__Page text__:
------

I've read plenty of blog entries by individuals I suspect of dishonest behavior, but this is the first I've read openly endorsing it.


Consider it civil disobedience. Given the lamentable popularity of RMP, doesn't that seem somehow more noble?


Are class evaluations available to all students there? Why not instead focus on trying to make those equally available to the students (ie, online). They're way more informative, but they're usually really hard to access, even for current students.


No, it's not. If intentional deception forms any part of your argument, why should the rest of us trust any other part of it? "OK, so maybe I sometimes lie to everyone, but right now I'm telling you the truth, honest!" does not inspire confidence. It's also completely unnecessary, when so much more can be accomplished by truthfully exposing the (presumably unforged) crap that gets posted there every day. Take, for example, this review of my father (whose name and institution I'll gladly provide by email if you like, but would not care to broadcast publicly):

dude ishorrible! donttake him ever.i use to like math. but know i may want to change majors. worst of all is that he's like head of the department and he's suppose to be the best. plz whatever you do if you want to keep enjoying math do notttttttttt take him. he's says umm alot he stutters ,has no sense of humor, and you have to teach yourself.

------

__Data block__:
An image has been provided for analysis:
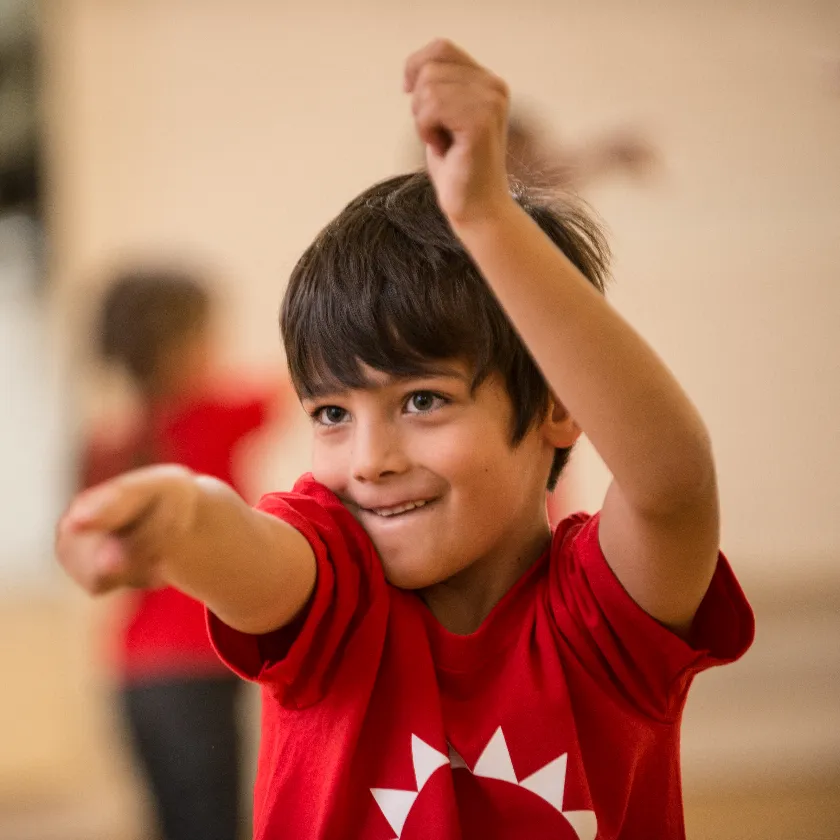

------

__Problems and tasks__:
**1)** In the discussion of professor reviews, what does one commenter offer to provide by email?
**2)** Reproduce word for word the discussion of professor reviews from "Are class evaluations" to "for current students.".
**3)** Carry the discussion of professor reviews forward from its final sentence.
The material was drawn from a separate source.

__Answer list__:
**1)** The name and institution of the commenter's father.

**2)**
Are class evaluations available to all students there? Why not instead focus on trying to make those equally available to the students (ie, online). They're way more informative, but they're usually really hard to access, even for current students.

**3)**
If you trust a review written by some bumbling boob like that, well, you deserve what you get. Caveat lector.


Wolfa, I would support that wholeheartedly.

Look, I've done well by Ratemyprofessors. I've got more ratings than any other prof in my entire college (though I don't know that all of them come from students.) It's immodest to mention, but I am ranked the second hottest prof in North America by RMP -- an honor I am sure I don't deserve, and one which may have been rigged for all I know.

So much of what appears on RMP is abusive, exaggerated, and unscreened. And it is taken far too seriously by students. Therefore, a certain amount of cheerful civil disobedience seems justifiable. I may rethink my decision, of course, should RMP suddenly threaten legal action or the like.

That said, I do think a carefully controlled set of evaluations should be made available to students. But the way it currently exists, RMP is not useful.


X, I've gotten a couple like your dad's. Perhaps you're right, and we should let students hoist themselves with their own petards.

deirdre dashwood

Hi, Tearfree here. I find my teaching evaluations bear no resemblance to my ratemyprofessors rating although you'll find profs who swear theirs do.

I have some serious questions about the methodology of teaching evaluations, but I've certainly gleaned valuable info from them, which is way more than I can say for ratemyprofs.com

I would certainly not be opposed to having evaluations made more accessible.

What I would really like to see though is some kind of graduates' survey with a question along the lines of, "NOw that you're (somewhat) older and wiser, from which class did you most benefit?"


Deirdre, I didn't realize you were "tearfree"! My bad -- thanks so much for the link!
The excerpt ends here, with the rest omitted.